Give only the lines from the one containing "Locate the tire" through the end of the material below, exactly as written.

Coordinate annotation records:
>>>

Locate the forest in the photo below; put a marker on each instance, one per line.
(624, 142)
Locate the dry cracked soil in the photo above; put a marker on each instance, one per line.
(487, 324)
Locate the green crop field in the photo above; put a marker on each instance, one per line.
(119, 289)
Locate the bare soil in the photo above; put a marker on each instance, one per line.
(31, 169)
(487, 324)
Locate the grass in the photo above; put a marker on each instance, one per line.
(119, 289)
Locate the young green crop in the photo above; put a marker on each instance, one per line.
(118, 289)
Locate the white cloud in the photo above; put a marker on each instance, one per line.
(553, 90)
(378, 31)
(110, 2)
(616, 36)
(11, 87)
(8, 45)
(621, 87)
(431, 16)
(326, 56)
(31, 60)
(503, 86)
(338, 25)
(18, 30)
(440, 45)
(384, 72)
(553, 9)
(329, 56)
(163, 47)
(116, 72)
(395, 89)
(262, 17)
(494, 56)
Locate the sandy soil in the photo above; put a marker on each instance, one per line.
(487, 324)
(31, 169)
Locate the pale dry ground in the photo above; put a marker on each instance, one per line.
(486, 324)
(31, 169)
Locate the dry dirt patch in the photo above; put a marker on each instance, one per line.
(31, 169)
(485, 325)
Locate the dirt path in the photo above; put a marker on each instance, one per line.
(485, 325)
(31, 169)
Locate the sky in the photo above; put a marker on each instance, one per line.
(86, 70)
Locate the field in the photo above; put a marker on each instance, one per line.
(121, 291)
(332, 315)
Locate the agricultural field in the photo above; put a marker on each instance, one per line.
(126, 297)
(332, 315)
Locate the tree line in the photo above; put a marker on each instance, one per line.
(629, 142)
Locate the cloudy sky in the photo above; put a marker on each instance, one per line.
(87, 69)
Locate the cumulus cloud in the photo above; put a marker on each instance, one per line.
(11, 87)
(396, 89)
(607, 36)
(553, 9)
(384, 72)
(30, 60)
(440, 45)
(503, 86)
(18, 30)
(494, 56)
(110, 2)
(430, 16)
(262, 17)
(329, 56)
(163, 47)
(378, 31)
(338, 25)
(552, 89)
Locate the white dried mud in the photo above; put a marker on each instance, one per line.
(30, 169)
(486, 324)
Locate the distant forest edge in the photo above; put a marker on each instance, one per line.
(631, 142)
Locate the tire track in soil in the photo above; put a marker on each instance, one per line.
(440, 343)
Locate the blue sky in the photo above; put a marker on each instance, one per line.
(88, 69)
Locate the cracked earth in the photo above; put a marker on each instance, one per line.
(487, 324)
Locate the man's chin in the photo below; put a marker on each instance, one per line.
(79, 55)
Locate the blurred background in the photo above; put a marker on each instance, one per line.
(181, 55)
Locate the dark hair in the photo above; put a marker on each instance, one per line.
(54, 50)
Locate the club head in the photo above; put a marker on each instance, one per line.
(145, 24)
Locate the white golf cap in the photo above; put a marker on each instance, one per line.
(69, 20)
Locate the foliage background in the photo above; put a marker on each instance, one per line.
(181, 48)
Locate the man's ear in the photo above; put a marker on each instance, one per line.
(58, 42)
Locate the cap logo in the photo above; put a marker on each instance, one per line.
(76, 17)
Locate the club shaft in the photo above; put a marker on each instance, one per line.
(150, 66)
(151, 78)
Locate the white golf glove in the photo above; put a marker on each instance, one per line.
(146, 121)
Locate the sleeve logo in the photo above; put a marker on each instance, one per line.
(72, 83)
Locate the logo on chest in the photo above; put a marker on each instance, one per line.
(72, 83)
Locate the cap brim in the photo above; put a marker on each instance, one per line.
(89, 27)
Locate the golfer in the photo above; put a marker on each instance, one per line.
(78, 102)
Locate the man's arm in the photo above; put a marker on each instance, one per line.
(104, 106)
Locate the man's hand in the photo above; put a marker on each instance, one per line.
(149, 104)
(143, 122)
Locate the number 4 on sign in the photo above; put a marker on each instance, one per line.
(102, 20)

<<<

→ Result for this exercise
Locate the tire track in soil in the photo above; put a marker on each instance, one per line.
(440, 343)
Locate the blue sky in the photo above; put a marker on each instance, one per line.
(88, 69)
Locate the cracked earth in the photo above; put a marker on each instance, one per line.
(487, 324)
Locate the man's chin in the photo below; put a marker on each instance, one per line.
(79, 55)
Locate the blurred background in the photo above; put a marker on each instance, one per line.
(181, 55)
Locate the dark hair in the photo above; put a marker on each instance, one per line.
(54, 50)
Locate the club head in the photo above; put a marker on each instance, one per line.
(145, 24)
Locate the white golf cap in the photo above; put a marker on each instance, one per line.
(69, 20)
Locate the foliage background in the photo above; put a marker on each instance, one per line.
(181, 48)
Locate the man's ear in the photo above; put a marker on each instance, one per line.
(58, 42)
Locate the cap logo in the photo above; put a marker on each instance, one per line.
(76, 17)
Locate the club shaft in the photo above; put a marker on each instance, one per line.
(150, 66)
(151, 78)
Locate the white golf glove in the photo above; put a marker on each instance, one per line.
(146, 121)
Locate the sleeve logo in the photo above; put a marker on each instance, one per line.
(72, 83)
Locate the logo on chest in the photo above; put a marker on each instance, one per line.
(72, 83)
Locate the cap brim in the photo above; put a marker on each instance, one per line.
(89, 27)
Locate the golfer in the photo above; put a marker on each instance, one per line.
(78, 102)
Locate the man's arm in the photo above; put a marker on each instance, one per line.
(104, 106)
Locate the man's hand in the photo above; put a marker on each instance, one per line.
(149, 104)
(143, 122)
Locate the number 4 on sign in the photo above; put a marker on each instance, one per line.
(102, 20)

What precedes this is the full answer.